=== TEXT BLOCK ===
Compiling C to Safe Rust, Formalized

Indeed, yes. Someone tried converting C OpenJPEG to low-level unsafe Rust using c2rust. OpenJPEG was known to segfault on a test case. I tried that test case on the Rust version. Segfaulted in the equivalent place in the Rust code.

At least it's compatible. But that approach is a dead end. To make any progress, translation must recognize the common idioms of the language and upgrade those to the ideomatic forms of the target language. Compiling into Rust generates awful Rust, full of calls to functions that do unsafe C-type pointer manipulation.

The big upgrading problems mostly involve pointers. The most promising result in this paper is that they figured out how to convert C pointer arithmetic into Rust slices. Slices can do most of the things C pointer arithmetic can do, and now someone automated the translation. Pointer arithmetic that can't be translated has to be looked at with deep suspicion.

A useful way to think about this is that raw pointers in C which point to arrays implicitly have a length associated with them. That length is not visible in C source code, but exists somewhere, as a function of the program state. It might be a constant. It might be the size requested back at a "malloc" call. It might be a parameter to a function. It's usually not too hard for maintenance programmers to find array lengths.

That could be an LLM kind of problem. Ask an LLM, "Examine this code. What is the length of array foo?" Then use that to guide translation to Rust by a non-LLM translator. If the LLM is wrong, the resulting Rust will get subscript errors or have an oversize array, but will not be unsafe. Array size info idioms are stylized enough in C that it should be possible to get it right most of the time. Especially since LLMs can read comments.

=== WHAT TO PRODUCE ===
In the post about compiling C to safe Rust, why does the writer call direct translation of C into low-level unsafe Rust a dead end? Answer in one to three sentences. Rely only on the post about compiling C to safe Rust.

=== INPUT DATA ===
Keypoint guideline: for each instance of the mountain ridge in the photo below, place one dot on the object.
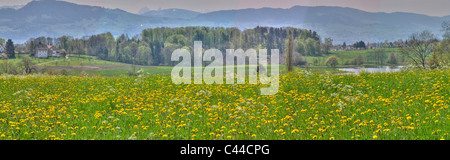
(56, 18)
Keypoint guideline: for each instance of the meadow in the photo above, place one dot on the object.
(318, 106)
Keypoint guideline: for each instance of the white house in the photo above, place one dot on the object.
(42, 52)
(47, 51)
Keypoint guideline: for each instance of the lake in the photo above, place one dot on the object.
(381, 69)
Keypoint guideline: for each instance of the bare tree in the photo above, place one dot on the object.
(289, 55)
(420, 46)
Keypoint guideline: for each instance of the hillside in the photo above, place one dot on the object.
(171, 13)
(55, 18)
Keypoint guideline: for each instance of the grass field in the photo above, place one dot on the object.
(382, 106)
(349, 56)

=== OUTPUT FOR THIS EXERCISE ===
Progress requires a translator that recognizes the common idioms of C and upgrades them to the idiomatic forms of Rust. Direct compilation instead produces awful Rust full of calls to functions that do unsafe C-type pointer manipulation. In the c2rust case, the translated OpenJPEG even segfaulted in the same place as the C original.